(Exercise task a) How many lines of the records contain the string "nose"? Reply with the number alone.

(Page)
[start]

I think that constantly fulfilling expectations of others and also, reaching for and clinging to people and things that you understandably see as a piece of who you are can be very tiring, especially when you are effectively trying to maintain a version of yourself set to meet demands and rules that others have created.

I think that being tired from living that way is pretty natural and I'm glad you are gradually shedding that old self and building anew.

Alix@IN2LProds's avatar

I had to pause and process your piece as I read it, especially that one part:

'My entire life, I kept gaslighting myself while remaining naïve toward others... each relationship that failed to meet my expectations was, in part, a result of my own self-deception.'

That really hit home. I finally get what you meant by 'lucid dreaming in waking life'-walking into a world that only responds to your own thoughts, meeting people who are more vivid in your imagination than in reality. It’s that familiar cycle of playing by your own internal rules while feeling like the fault lies with others.

Overall, the piece feels like a gradual slowing down, a process of stripping away the performative self. It’s not a breakdown or a sudden epiphany; it’s more like the old self is dissolving to let something new emerge.

You’ve laid out the pain, the loss, the depression, and even the procrastination, but there’s a underlying calm to it. It’s as if you’re saying: stopping and letting go of the illusion is, in itself, a form of strength and a form of truth.

[end]

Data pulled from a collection
[start]

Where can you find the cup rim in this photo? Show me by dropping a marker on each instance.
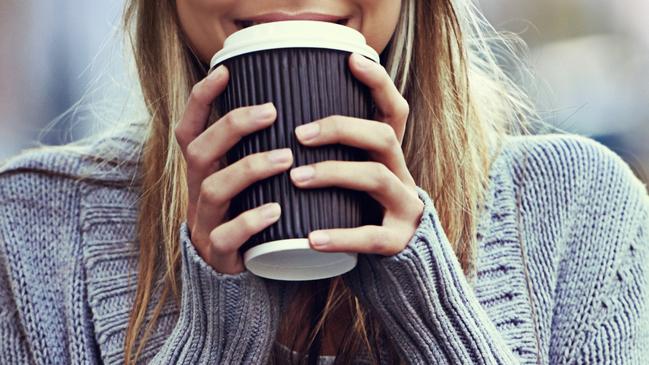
(294, 34)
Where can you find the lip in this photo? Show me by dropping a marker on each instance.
(278, 16)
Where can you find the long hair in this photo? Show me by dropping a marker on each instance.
(441, 58)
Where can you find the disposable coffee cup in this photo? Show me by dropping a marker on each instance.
(302, 68)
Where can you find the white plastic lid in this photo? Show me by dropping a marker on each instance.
(294, 260)
(294, 34)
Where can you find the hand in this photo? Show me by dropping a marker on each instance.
(210, 187)
(386, 178)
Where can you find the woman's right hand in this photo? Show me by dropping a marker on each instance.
(212, 186)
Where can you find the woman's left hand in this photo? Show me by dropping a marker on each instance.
(386, 177)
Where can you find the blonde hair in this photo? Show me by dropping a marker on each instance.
(442, 59)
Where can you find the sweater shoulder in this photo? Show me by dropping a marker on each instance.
(572, 166)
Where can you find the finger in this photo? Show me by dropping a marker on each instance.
(392, 106)
(377, 138)
(368, 239)
(227, 238)
(218, 189)
(369, 176)
(208, 148)
(199, 106)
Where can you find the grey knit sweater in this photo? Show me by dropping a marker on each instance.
(562, 270)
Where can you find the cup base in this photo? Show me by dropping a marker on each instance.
(294, 260)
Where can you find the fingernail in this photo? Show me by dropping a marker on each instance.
(263, 112)
(280, 156)
(308, 131)
(361, 61)
(217, 73)
(302, 173)
(271, 211)
(319, 238)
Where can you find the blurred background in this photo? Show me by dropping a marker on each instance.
(590, 59)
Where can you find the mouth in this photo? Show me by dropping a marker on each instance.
(276, 17)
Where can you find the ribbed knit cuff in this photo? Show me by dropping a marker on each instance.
(223, 319)
(424, 301)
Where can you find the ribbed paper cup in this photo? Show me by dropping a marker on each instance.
(300, 66)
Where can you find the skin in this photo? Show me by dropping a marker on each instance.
(211, 186)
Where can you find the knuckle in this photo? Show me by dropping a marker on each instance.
(382, 176)
(249, 164)
(229, 120)
(248, 222)
(403, 108)
(388, 137)
(209, 193)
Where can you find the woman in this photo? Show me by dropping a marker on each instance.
(494, 248)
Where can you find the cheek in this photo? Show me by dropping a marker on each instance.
(201, 23)
(380, 20)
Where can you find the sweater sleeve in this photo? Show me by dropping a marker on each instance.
(13, 344)
(425, 303)
(224, 319)
(617, 331)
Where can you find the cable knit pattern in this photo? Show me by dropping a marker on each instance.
(561, 275)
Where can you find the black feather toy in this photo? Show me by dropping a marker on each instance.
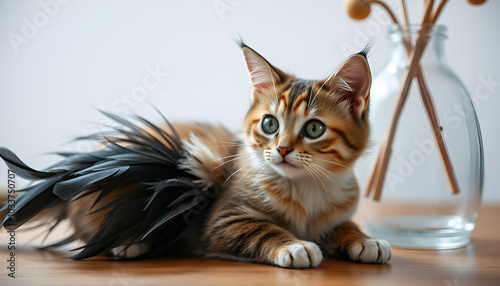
(159, 209)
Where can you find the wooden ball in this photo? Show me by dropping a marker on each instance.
(357, 9)
(476, 2)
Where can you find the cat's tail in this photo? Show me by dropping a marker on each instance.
(160, 204)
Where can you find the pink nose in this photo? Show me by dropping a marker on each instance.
(284, 150)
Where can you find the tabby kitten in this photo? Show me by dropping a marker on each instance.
(287, 190)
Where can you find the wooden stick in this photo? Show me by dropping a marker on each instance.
(410, 72)
(438, 136)
(379, 170)
(438, 11)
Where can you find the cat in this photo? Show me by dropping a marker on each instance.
(286, 190)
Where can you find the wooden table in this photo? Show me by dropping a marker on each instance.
(476, 264)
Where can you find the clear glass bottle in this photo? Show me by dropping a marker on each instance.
(416, 209)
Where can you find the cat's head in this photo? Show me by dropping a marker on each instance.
(298, 127)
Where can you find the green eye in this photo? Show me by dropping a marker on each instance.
(314, 129)
(270, 124)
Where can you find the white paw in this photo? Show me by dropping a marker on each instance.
(303, 254)
(130, 252)
(371, 251)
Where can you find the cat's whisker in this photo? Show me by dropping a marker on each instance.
(331, 162)
(315, 172)
(253, 169)
(322, 171)
(229, 161)
(231, 156)
(312, 175)
(234, 173)
(233, 143)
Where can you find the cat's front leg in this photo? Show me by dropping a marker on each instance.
(349, 241)
(249, 239)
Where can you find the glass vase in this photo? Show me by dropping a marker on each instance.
(417, 209)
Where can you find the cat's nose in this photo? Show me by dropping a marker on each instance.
(284, 150)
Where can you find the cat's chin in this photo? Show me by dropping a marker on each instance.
(288, 170)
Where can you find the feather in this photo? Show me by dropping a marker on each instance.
(157, 206)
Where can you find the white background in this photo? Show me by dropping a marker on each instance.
(60, 61)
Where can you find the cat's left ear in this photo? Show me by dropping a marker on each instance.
(263, 75)
(353, 79)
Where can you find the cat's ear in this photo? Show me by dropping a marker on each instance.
(352, 80)
(262, 73)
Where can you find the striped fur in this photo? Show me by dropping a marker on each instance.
(281, 195)
(291, 210)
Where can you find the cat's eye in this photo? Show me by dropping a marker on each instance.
(270, 124)
(314, 129)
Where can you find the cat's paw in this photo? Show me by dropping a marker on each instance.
(370, 251)
(130, 252)
(301, 254)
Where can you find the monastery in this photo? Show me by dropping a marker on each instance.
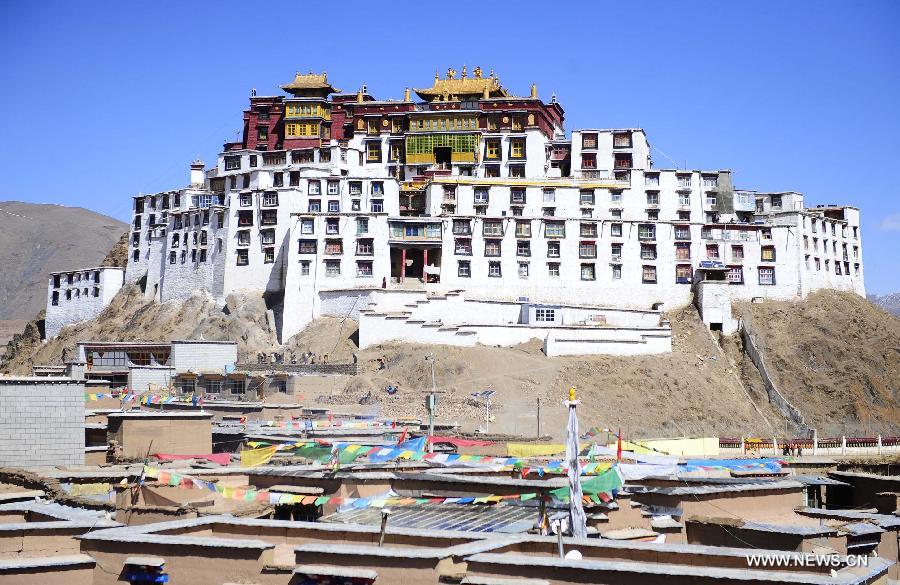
(465, 214)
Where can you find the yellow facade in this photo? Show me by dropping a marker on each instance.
(307, 110)
(301, 129)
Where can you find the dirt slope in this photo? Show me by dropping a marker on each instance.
(38, 239)
(836, 357)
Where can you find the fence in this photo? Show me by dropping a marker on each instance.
(301, 369)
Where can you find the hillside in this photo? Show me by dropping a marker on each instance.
(890, 302)
(38, 239)
(836, 357)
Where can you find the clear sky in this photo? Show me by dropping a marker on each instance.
(102, 100)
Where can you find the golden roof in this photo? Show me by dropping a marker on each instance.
(454, 88)
(310, 81)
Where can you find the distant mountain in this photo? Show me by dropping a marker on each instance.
(38, 239)
(889, 302)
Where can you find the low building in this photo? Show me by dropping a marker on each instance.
(41, 422)
(180, 433)
(79, 295)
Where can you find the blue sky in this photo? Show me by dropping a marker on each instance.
(105, 100)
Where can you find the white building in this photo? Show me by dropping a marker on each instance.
(477, 191)
(80, 295)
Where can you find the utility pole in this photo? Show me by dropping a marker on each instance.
(431, 403)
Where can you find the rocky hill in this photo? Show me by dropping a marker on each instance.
(38, 239)
(835, 355)
(889, 302)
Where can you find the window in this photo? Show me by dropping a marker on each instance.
(588, 272)
(462, 227)
(492, 149)
(523, 229)
(766, 276)
(492, 228)
(517, 148)
(735, 275)
(373, 152)
(587, 249)
(552, 249)
(554, 229)
(523, 248)
(268, 217)
(463, 247)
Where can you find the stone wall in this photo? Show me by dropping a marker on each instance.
(41, 422)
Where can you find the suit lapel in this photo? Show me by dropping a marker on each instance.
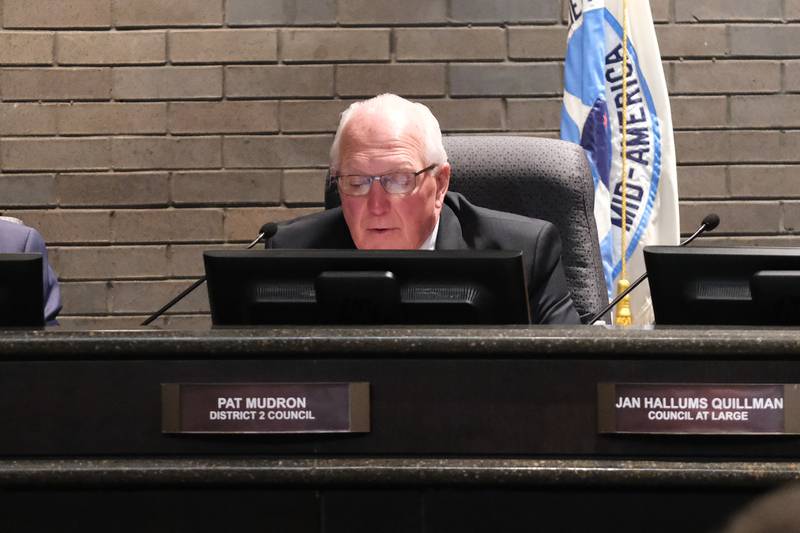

[end]

(Exercise task b) According to the reader comments, what does the piece feel like overall?

(Written reply a) 2

(Written reply b) A gradual slowing down, a process of stripping away the performative self.